The concept of yin-yang was put forth by the Chinese in the sixteenth century in order to help explain what was being observed in the natural world. The Chinese had a penchant for seeing actions, situations, and behaviors as governed by duality. They described this duality as yin and yang.
The two complementary, but opposite philosophies of yin and yang were, and still are, used by the Chinese to interpret such diverse things as the cycle of the year, the growth and death of living things, and health. The principles of yin-yang are broken down into five separate categories; 1)"yin and yang are the fundamental categories of all phenomena 2)“yin and yang are divisible” 3)“yin and yang are rooted in each other” 4)“yin and yang counterbalance each other,” and 5)”yin and yang are mutually convertible." I will describe each of these phases of yin-yang and how they can be applied in Chinese medicine, and in our daily lives.
"Yin and Yang are the fundamental categories of all phenomena." "Yin and Yang are the laws of heaven and earth, the great framework of everything, the parents of change, the root and beginning of life and death..." One can see the beauty of yin-yang in everything. Night is Yin, day is Yang, cold is yin, yang is hot, female is yin, male is yang. I follow cycles of yin and yang in my own life, for example, in the moment of pure birth I was completely yang. When I die I will be totally yin. All life in between can be broken down into either yin or yang; sleeping is yin, activity during the day yang, periods of illness yin, and times of great growth and expansion yang, winter season yin, summer time yang, and so on and so forth.

+---+

• [Problems and tasks]
1) Into how many separate categories does the yin-yang essay break down the principles of yin-yang?
2) Print everything in the yin-yang essay from "The concept of" down to "yin and yang.".
3) Write the next part of the essay on yin and yang, picking up after its final sentence.

• [Collection entries]
+---+

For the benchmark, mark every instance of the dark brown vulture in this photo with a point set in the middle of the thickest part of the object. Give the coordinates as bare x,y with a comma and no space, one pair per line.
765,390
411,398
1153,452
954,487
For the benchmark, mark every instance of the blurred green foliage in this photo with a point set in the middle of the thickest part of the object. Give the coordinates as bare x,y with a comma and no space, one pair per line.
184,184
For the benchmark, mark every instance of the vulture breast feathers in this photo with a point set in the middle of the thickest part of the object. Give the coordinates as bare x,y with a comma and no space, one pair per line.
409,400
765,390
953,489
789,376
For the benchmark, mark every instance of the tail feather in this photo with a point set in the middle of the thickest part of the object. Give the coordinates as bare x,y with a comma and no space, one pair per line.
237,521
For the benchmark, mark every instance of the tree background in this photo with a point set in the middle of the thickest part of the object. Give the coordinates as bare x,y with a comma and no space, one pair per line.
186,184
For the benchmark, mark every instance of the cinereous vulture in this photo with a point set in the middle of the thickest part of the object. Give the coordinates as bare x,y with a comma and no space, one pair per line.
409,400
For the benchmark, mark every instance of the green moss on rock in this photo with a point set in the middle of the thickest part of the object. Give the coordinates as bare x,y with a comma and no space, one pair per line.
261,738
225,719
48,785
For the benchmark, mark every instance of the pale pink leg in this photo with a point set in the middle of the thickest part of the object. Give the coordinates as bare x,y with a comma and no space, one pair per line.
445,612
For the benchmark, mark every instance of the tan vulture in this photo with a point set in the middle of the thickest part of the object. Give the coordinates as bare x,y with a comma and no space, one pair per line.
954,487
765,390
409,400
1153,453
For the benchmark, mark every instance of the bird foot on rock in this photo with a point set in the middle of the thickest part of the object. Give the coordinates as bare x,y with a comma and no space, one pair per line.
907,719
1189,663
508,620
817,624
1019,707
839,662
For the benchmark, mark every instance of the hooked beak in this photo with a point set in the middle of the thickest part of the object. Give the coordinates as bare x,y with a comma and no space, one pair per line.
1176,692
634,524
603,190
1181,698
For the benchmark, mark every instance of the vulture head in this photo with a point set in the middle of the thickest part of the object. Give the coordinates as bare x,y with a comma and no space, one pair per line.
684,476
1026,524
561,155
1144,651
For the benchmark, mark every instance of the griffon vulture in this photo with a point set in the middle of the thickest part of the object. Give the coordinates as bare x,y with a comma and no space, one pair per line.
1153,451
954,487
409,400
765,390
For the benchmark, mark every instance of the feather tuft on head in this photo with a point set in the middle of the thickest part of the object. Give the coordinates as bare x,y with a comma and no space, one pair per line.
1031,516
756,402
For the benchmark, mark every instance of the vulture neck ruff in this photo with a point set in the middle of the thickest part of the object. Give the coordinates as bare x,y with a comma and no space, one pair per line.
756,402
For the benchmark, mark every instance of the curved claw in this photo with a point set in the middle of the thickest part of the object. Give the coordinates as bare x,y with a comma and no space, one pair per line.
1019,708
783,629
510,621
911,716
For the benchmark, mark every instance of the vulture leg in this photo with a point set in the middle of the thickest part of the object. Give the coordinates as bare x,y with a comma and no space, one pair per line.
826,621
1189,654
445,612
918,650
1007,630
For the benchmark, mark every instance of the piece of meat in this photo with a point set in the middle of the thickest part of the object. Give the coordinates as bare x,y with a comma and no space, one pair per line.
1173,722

+---+

• [Task results]
1) Five.

2)
The concept of yin-yang was put forth by the Chinese in the sixteenth century in order to help explain what was being observed in the natural world. The Chinese had a penchant for seeing actions, situations, and behaviors as governed by duality. They described this duality as yin and yang.

3)
"Yin and Yang are divisible." Yin and yang can be divided further into yin and yang. Within aspects, there can always be additional partition. This is to say that “each yin and yang phenomena itself possesses both yin and yang aspects that may be further divided in the same way. This process may be carried out ad infinitum.” This is tremendously important in Chinese medicine when looking at pattern differentiation and methods of treatment. For example, the front of the body is yin, the back yang. The front can then be separated into yin and yang with the abdomen being yin and the chest being yang. The various organs in the body have both yin-yang functions, even when considered a predominantly yin or yang organ. For example, the liver is considered a yin organ. It governs movement, which is a yang function, and storing which is a yin function. So, within the zang organ of liver there exists the faculty of both yin and yang.
"Yin and yang are rooted in each other." “Yin and yang are interdependent.” Yin exists because there is yang and vice versa. They depend on one another for definition. One could not speak of temperature if it weren’t for cold (yin) and hot (yang). In Chinese medicine an imbalance of yin will naturally cause a disparity of yang and vice versa. For example, high blood pressure due to excess yang can be caused by an underlying deficiency of yin. The yin keeps the yang rooted.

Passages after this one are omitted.